-- MATERIAL FOR THIS EXERCISE follows --

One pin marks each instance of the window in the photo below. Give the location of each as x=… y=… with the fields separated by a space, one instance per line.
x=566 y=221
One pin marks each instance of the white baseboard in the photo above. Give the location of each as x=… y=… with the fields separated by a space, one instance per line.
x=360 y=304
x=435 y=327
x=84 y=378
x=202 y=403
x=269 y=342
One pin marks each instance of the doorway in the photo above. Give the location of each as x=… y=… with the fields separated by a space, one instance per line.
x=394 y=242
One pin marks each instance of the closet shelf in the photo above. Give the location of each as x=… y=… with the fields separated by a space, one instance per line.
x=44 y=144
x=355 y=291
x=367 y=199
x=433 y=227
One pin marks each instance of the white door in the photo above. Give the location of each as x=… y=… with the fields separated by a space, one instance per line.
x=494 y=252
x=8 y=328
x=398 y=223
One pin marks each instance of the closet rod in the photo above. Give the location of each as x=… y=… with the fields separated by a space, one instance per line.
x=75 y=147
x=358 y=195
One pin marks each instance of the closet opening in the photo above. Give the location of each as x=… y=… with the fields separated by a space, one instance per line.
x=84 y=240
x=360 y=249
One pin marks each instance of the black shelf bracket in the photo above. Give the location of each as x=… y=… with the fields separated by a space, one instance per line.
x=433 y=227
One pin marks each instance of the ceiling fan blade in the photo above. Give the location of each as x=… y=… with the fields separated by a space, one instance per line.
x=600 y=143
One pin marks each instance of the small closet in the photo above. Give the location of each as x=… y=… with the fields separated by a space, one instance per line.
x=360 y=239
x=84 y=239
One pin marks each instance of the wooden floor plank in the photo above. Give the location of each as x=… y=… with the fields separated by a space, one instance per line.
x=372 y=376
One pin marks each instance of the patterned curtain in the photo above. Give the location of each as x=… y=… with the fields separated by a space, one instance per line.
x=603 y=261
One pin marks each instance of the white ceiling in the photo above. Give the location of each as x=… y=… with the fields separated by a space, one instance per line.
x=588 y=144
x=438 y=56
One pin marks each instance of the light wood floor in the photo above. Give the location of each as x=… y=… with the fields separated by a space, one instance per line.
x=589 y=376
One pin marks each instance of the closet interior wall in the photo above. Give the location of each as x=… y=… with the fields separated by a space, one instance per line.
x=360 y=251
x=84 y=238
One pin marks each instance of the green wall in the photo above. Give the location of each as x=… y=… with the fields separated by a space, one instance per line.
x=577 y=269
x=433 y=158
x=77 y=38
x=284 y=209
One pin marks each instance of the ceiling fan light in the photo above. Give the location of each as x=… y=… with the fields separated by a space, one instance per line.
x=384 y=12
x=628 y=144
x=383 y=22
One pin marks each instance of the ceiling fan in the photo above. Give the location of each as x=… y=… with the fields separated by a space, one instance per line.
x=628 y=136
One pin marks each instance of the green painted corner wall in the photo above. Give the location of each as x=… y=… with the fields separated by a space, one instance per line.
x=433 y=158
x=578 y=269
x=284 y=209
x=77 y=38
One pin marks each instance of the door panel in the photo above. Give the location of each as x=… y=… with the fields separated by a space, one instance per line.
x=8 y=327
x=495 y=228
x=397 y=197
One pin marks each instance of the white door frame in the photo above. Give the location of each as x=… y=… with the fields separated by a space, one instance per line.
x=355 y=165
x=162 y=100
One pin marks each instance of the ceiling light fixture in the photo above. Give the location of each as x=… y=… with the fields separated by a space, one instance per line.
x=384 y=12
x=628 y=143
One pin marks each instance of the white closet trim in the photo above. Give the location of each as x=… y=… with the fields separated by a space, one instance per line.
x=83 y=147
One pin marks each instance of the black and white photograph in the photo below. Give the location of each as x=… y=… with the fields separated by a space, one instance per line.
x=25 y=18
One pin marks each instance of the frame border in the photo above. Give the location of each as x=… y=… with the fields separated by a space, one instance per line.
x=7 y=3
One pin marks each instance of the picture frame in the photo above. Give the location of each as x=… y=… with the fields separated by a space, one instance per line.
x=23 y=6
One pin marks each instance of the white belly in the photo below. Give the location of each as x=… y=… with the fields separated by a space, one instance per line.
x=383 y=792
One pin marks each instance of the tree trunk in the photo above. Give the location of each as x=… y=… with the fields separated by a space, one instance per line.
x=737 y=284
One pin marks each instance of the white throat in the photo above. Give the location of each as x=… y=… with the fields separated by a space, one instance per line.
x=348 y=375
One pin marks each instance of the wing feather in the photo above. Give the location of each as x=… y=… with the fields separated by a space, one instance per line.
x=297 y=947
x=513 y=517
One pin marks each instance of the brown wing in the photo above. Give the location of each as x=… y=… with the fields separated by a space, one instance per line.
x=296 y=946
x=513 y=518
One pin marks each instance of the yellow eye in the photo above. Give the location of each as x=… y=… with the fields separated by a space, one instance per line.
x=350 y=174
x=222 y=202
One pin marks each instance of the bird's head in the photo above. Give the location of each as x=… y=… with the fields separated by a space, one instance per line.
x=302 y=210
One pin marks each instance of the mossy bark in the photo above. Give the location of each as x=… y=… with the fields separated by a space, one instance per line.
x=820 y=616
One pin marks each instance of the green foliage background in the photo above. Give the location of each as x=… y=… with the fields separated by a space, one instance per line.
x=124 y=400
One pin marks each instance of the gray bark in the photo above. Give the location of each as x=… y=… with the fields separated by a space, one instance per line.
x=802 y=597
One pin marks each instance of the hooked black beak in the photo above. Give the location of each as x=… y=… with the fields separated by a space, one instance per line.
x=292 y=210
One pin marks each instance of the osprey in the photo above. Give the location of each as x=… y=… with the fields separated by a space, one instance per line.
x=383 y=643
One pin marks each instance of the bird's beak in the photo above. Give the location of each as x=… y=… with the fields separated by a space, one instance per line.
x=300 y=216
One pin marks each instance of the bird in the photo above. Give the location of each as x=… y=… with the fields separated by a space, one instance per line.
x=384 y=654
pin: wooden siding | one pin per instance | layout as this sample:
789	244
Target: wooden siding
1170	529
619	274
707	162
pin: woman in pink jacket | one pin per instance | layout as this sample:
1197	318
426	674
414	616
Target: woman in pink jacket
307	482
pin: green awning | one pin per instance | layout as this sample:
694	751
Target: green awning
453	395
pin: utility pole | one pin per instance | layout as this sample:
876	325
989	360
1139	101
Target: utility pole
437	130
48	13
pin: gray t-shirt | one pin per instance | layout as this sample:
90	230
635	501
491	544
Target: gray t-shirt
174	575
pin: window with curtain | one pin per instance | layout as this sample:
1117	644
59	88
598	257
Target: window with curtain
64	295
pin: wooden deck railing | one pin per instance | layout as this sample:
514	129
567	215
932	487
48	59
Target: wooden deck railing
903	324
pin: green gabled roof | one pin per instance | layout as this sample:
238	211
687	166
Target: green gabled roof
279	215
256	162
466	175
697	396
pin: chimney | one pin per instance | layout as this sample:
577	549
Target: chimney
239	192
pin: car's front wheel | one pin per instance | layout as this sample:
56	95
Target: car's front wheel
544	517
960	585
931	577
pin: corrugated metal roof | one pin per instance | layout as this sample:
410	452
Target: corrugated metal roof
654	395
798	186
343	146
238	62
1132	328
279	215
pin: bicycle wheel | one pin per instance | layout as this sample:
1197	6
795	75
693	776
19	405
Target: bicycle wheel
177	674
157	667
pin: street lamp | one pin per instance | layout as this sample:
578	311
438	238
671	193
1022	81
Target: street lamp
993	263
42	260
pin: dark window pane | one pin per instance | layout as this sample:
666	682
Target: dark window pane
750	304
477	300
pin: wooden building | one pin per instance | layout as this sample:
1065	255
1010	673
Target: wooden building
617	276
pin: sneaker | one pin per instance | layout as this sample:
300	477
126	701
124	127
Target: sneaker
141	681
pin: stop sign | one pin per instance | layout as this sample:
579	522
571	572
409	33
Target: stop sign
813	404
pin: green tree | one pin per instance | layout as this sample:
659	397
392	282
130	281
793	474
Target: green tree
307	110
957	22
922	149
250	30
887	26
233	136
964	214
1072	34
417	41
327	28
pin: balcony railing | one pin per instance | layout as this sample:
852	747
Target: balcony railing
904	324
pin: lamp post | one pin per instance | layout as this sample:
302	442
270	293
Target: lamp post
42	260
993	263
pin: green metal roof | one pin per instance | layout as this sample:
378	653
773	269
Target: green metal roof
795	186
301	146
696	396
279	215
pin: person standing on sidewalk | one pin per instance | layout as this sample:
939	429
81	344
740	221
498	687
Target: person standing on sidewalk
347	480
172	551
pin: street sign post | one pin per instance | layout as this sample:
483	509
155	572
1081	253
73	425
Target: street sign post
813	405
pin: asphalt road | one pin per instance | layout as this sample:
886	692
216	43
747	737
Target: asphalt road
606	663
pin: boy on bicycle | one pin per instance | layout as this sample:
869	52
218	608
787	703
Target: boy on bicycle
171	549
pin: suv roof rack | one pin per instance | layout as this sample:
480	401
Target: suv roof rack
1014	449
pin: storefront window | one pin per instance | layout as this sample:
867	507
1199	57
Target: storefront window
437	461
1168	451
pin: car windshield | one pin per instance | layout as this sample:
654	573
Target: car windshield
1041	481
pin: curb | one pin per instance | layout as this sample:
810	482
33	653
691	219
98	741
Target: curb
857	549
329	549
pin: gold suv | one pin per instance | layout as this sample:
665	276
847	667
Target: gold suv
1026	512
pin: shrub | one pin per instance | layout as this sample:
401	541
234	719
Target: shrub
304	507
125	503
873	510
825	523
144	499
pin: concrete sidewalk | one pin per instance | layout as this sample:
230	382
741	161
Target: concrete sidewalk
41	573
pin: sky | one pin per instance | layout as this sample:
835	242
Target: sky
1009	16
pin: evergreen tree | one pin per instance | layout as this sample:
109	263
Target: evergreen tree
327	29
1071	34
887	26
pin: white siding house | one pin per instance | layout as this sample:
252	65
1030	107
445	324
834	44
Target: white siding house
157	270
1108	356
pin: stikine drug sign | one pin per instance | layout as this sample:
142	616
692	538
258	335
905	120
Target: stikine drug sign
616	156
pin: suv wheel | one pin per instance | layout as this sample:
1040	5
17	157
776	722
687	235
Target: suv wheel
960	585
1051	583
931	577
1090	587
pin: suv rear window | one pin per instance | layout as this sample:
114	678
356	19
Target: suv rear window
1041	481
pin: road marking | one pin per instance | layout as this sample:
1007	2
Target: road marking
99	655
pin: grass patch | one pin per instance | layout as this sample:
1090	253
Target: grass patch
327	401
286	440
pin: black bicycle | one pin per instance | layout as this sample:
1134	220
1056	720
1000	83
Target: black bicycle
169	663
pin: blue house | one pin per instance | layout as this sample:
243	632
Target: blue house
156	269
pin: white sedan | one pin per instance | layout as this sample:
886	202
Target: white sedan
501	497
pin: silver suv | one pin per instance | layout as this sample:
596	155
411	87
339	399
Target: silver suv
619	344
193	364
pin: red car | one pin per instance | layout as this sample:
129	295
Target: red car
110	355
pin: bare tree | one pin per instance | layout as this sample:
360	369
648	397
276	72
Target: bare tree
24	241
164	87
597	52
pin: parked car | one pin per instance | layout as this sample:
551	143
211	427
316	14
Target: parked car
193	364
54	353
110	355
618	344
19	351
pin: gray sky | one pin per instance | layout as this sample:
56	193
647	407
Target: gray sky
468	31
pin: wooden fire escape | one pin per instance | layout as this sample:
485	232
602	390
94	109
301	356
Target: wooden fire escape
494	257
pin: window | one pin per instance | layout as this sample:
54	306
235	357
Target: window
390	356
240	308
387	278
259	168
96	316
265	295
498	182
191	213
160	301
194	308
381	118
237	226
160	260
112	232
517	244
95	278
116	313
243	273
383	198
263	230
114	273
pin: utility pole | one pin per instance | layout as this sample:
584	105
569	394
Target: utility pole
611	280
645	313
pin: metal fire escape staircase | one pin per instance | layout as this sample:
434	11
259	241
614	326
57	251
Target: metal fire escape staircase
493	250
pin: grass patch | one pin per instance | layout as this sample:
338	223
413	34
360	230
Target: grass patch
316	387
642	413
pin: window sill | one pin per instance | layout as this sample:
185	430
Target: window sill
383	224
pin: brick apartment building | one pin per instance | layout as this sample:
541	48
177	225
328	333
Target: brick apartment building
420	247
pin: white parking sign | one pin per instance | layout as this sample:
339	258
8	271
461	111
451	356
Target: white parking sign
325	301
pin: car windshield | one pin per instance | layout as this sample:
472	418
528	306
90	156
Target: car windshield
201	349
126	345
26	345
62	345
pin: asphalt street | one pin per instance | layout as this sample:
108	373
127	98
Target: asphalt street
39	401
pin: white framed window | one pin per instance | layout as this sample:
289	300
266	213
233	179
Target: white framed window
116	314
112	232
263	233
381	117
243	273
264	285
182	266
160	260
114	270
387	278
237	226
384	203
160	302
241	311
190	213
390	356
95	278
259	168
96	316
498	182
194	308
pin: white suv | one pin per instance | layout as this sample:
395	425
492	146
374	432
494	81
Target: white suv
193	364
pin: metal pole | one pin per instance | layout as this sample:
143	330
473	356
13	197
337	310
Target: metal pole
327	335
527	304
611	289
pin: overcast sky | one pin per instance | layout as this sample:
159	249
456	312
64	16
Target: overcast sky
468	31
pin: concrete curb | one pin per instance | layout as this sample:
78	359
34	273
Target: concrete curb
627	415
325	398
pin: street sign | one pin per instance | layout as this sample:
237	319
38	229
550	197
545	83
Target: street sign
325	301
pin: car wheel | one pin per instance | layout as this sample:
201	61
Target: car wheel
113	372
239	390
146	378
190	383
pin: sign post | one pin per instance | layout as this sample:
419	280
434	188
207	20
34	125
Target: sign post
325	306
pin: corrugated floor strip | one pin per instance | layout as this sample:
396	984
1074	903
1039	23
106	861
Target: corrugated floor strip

-- MATERIAL FOR THIS EXERCISE concluded --

WHAT THE TASK ASKS: Copy out each line carrying the string "strip" from the data.

RESULT:
pin: corrugated floor strip | one pin per instance | layout as this sample:
Target: corrugated floor strip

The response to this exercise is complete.